TASKS FOR THIS EXERCISE =>
a) Answer these questions from the page on A Pledge to God:
(i) Who directed the series?
(ii) On which network was it originally released?
(iii) Which actor plays Seo Ji-young?
b) Write out the page on A Pledge to God from "A Pledge to God is" to "February 16, 2019.", substituting "Sunday" for "Saturday".
c) Do these statements agree with the page on A Pledge to God? Give yes or no for each, quoting the words that decide it.
(i) The series has 24 episodes.
(ii) Song Min-ho works as an architect.
(iii) Kim Jae-hee is the younger sister of Jae-wook.

>> Begin EXTRACT TO READ

- Promotional poster
- Also known as: A Promise with the Gods
- Hangul: 신과의 약속
- Hanja: 神과의 約束
- RR: Singwaui yaksok
- MR: Sin'gwaŭi yaksok
- Genre: Melodrama Family drama
- Written by: Hong Young-hee
- Directed by: Yoon Jae-moon
- Starring: Han Chae-young; Bae Soo-bin; Oh Yoon-ah; Lee Chun-hee;
- Country of origin: South Korea
- Original language: Korean
- No. of episodes: 24

Production
- Producers: Lee Myung-sook; Sohn Ok-hyun;
- Running time: 35 minutes
- Production companies: Yein E&M

Original release
- Network: MBC TV
- Release: November 24, 2018 – February 16, 2019

= A Pledge to God =

South Korean television series

A Pledge to God is a South Korean television series starring Han Chae-young, Bae Soo-bin, Oh Yoon-ah and Lee Chun-hee. The series aired four episodes every Saturday on MBC TV from 20:45 to 23:10 (KST), from November 24, 2018 to February 16, 2019.

==Synopsis==
Little Hyeon Woo is gravely ill and needs a bone marrow transplant. His current parents are not compatible donors. His doctor advises his parents that the cord blood of a sibling could be a potential donor. However, his birth parents are no longer married to each other.

==Cast==
===Main===
- Han Chae-young as Seo Ji-young, a TV host
- Bae Soo-bin as Kim Jae-wook, formerly married to Ji-young, architect and later president & CEO of Cheonji Construction
- Oh Yoon-ah as Woo Na-kyung, second wife of Jae-wook, general counsel of Cheonji Construction
- Lee Chun-hee as Song Min-ho, second husband of Ji-young, carpenter

===Supporting===
====Ji-young's family====
- Wang Seok-hyeon as Song Hyeon-woo, eldest son of Ji-young and Jae-wook, in custody of Ji-young and Min-ho
  - Ha Yi-an as young Hyeon-woo
- Lee Hwi-hyang as Heo Eun-sook, Ji-young's mother

====People at Cheonji Construction====
- Park Geun-hyung as Kim Sang-chun, father of Jae-hee and Jae-wook, chairman of family-controlled Cheonji Construction
- Kang Boo-ja as Lee Pil-nam, Sang-chun's wife
- Oh Hyun-kyung as Kim Jae-hee, older sister of Jae-wook, heads the family company foundation
- Byung Hun as Jo Seung-hoon, son of Jae-hee
- Nam Ki-won as Kim Joon-seo, second son of Ji-young and Jae-wook, in custody of Jae-wook and Na-kyung
  - Kim Hyun-bin as young Joon-seo

====Others====
- Chu Ye-jin as Na Hae-ji, Hyeon Woo's girlfriend from high school
- Jung Min-sung as Ji Do-yeob
- Kim Hee-jung as Ahn Joo-ryun, producer of Ji-young's program at the TV broadcaster
- Bae Hae-sun as Oh Sun-joo, secretary to Na-kyung
- Choi Phillip as Jung Kyung-soo, director of Ji-young's program at the TV broadcaster
- Oh Eun-ho as Hwang Ma-ri
- Lee Jin-hee as Na Hae-Jim's mother.

>> End EXTRACT TO READ
>> Begin RECORDED DATA

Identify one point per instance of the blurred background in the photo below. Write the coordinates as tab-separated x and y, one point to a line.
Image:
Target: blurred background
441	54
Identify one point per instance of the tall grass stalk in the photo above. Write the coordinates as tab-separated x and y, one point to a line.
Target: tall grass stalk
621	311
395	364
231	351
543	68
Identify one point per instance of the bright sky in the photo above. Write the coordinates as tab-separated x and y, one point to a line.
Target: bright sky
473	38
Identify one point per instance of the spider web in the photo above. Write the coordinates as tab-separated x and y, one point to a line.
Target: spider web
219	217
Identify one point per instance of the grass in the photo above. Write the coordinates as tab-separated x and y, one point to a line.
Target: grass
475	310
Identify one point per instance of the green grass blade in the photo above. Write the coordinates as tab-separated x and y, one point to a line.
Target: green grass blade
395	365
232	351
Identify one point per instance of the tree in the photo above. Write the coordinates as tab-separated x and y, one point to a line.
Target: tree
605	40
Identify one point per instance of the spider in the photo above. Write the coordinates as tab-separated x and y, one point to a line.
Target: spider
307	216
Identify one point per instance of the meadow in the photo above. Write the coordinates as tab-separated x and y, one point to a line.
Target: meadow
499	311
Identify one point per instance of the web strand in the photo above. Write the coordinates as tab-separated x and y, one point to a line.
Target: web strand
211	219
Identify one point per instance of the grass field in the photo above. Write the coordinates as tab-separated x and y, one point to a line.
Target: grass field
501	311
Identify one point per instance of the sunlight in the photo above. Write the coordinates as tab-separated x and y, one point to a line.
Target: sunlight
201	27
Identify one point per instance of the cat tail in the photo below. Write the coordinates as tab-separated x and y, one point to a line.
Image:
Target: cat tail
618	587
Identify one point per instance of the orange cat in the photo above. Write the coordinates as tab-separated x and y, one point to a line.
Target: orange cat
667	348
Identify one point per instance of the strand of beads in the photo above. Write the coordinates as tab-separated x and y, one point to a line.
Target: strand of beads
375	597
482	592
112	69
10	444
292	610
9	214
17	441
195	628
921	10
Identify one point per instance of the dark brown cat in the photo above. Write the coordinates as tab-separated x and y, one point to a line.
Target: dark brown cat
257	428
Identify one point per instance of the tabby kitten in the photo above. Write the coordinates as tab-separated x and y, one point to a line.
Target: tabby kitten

>> End RECORDED DATA

ANSWERS BELOW =>
a)
(i) Yoon Jae-moon
(ii) MBC TV
(iii) Han Chae-young

b)
A Pledge to God is a South Korean television series starring Han Chae-young, Bae Soo-bin, Oh Yoon-ah and Lee Chun-hee. The series aired four episodes every Sunday on MBC TV from 20:45 to 23:10 (KST), from November 24, 2018 to February 16, 2019.

c)
(i) Yes: "No. of episodes: 24"
(ii) No: "Song Min-ho, second husband of Ji-young, carpenter"
(iii) No: "Kim Jae-hee, older sister of Jae-wook"